(Point localization data)
□ □ □

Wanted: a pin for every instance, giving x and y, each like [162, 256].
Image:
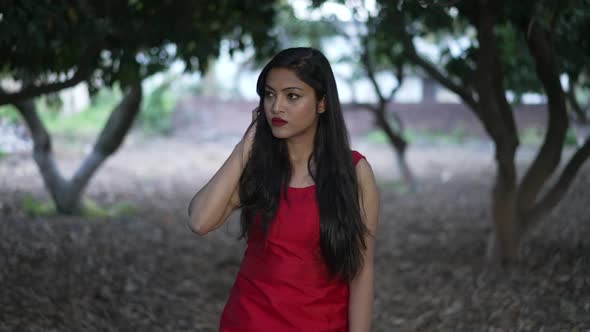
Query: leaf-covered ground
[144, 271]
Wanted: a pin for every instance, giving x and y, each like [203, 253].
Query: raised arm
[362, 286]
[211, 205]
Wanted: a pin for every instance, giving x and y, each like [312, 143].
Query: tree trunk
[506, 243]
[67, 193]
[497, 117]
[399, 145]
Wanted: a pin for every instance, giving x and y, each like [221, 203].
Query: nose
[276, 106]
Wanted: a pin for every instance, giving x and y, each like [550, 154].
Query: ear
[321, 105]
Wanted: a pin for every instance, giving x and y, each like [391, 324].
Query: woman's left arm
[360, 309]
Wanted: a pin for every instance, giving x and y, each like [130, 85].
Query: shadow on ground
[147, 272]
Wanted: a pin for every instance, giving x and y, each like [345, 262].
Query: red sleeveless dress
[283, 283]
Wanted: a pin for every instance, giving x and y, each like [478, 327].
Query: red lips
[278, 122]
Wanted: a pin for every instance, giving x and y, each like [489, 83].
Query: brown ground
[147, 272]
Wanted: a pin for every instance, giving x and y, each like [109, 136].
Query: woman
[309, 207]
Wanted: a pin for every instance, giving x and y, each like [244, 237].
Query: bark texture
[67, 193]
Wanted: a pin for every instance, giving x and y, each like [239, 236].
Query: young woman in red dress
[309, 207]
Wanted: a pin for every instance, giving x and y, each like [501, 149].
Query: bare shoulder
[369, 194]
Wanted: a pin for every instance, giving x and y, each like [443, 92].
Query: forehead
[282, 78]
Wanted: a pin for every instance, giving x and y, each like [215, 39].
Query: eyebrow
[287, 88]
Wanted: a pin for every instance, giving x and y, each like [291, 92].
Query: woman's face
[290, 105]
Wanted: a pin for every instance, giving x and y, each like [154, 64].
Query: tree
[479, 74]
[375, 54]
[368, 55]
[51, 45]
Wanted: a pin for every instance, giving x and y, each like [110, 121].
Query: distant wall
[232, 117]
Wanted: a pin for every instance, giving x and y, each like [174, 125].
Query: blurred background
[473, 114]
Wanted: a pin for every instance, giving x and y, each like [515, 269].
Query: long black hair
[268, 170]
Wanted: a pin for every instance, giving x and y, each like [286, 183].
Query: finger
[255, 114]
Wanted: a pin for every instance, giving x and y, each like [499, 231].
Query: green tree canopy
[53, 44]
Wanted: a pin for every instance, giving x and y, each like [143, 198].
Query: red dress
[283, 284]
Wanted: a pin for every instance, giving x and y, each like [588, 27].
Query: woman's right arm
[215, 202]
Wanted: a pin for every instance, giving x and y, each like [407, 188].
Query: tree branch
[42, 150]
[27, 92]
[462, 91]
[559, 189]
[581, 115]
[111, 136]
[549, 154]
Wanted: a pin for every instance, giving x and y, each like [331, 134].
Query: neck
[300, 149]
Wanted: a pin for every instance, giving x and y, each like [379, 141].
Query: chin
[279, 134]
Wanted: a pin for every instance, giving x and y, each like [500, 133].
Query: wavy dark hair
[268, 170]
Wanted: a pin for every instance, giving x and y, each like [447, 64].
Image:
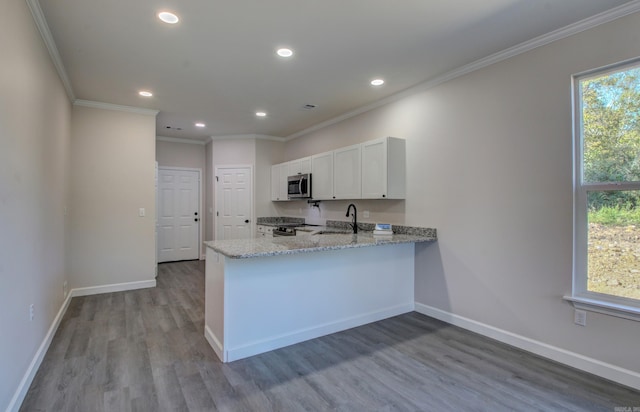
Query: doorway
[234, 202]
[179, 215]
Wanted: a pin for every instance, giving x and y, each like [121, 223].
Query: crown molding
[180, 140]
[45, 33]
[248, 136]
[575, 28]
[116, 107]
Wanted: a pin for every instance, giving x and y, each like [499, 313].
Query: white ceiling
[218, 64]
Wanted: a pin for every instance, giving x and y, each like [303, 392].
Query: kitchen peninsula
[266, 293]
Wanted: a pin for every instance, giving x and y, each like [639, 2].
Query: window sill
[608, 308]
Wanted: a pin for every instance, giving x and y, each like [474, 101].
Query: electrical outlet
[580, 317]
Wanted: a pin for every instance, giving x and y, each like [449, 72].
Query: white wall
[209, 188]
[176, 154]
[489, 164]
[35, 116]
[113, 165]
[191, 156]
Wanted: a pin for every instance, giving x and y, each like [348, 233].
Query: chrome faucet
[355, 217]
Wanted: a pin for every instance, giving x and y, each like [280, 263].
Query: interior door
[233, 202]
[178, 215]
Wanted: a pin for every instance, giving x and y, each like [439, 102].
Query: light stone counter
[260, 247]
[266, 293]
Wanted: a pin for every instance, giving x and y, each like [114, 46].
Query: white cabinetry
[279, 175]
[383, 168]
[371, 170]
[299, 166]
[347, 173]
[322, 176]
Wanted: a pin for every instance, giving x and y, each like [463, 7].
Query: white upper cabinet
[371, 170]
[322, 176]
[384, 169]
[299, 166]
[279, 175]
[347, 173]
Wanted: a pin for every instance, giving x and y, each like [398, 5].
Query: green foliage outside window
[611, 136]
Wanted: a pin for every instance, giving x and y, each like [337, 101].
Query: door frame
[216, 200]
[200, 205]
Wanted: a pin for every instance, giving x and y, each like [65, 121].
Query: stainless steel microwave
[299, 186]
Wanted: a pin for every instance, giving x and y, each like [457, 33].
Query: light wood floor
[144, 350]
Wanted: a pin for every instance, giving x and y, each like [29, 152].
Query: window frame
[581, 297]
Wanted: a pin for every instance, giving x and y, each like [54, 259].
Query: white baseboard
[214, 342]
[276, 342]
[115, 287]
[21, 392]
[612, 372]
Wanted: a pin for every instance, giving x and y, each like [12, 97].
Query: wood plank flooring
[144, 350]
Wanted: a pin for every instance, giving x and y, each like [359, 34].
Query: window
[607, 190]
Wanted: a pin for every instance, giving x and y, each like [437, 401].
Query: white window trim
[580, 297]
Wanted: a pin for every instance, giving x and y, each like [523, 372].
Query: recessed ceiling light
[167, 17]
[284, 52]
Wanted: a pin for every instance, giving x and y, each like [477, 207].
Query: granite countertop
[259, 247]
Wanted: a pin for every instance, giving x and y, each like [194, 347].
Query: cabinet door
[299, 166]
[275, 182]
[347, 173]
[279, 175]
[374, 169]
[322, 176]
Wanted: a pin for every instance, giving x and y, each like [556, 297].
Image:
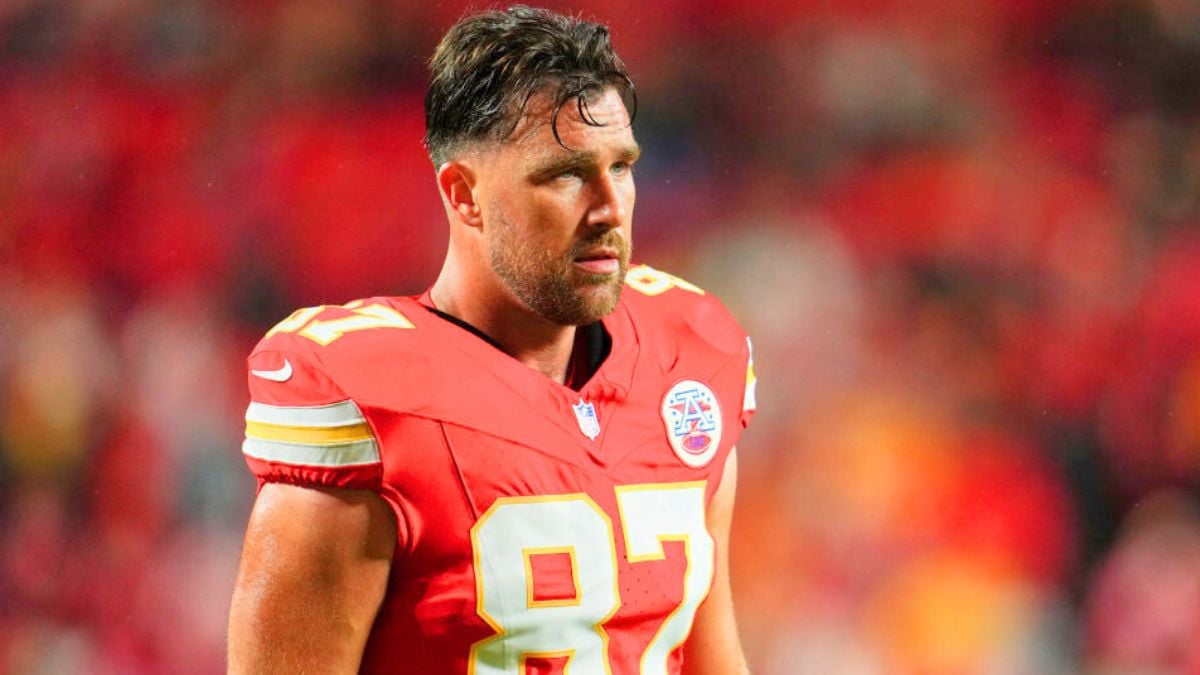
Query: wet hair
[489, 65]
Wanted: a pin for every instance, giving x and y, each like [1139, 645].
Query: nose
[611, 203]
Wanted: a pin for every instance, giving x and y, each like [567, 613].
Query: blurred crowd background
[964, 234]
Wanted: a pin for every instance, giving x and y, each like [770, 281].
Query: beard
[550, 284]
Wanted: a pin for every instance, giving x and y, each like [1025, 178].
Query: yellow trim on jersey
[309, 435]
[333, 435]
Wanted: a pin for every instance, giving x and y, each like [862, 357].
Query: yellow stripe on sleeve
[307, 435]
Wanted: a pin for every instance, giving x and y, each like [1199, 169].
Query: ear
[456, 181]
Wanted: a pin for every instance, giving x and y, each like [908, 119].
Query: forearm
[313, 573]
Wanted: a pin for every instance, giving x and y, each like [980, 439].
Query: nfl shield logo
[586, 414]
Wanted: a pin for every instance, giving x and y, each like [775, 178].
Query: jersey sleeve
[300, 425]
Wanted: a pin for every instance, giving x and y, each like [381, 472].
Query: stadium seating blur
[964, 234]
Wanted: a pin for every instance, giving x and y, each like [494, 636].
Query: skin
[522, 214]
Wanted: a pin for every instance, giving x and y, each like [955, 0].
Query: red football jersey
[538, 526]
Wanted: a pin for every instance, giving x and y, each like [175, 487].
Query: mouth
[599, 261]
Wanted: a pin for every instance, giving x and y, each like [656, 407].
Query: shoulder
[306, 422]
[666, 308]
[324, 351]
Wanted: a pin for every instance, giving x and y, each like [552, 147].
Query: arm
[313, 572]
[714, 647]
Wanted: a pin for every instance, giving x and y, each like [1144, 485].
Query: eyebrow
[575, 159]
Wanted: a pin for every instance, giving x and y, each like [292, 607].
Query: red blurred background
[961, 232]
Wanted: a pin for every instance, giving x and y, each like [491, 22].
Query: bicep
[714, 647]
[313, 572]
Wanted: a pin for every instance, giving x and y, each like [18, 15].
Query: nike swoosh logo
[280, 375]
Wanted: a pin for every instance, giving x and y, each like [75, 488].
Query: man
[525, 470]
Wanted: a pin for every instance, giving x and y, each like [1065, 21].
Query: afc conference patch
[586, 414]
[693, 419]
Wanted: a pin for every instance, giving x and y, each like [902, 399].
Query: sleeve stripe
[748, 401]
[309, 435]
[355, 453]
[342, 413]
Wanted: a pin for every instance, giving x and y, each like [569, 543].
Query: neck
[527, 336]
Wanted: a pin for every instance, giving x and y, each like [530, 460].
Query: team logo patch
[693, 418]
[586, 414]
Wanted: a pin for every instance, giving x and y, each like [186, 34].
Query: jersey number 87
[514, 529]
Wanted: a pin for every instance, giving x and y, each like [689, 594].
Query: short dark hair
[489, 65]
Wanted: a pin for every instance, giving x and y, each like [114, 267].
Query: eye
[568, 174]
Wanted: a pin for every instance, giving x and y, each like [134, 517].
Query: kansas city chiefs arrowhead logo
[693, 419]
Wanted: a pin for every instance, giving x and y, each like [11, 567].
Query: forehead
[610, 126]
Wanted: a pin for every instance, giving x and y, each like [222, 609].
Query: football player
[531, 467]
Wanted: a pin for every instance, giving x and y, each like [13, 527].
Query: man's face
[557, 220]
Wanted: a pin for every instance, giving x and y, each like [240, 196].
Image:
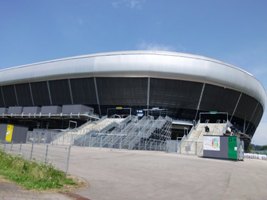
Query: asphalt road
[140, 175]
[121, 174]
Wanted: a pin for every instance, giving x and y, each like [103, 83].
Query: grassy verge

□ □ □

=== Exercise details ===
Please give back an exact copy of the entries above from their first line through the line containing "like [312, 143].", leaving the pictures aside.

=== Response ===
Wanted: a pin for every instance, giving x and y, each like [162, 256].
Image:
Query: leaf-covered ground
[144, 271]
Wanted: a pin for every instance, giving x and y, each like [203, 253].
Query: raised arm
[362, 286]
[211, 205]
Wanted: a pin for every instance, giving x and y, each like [312, 143].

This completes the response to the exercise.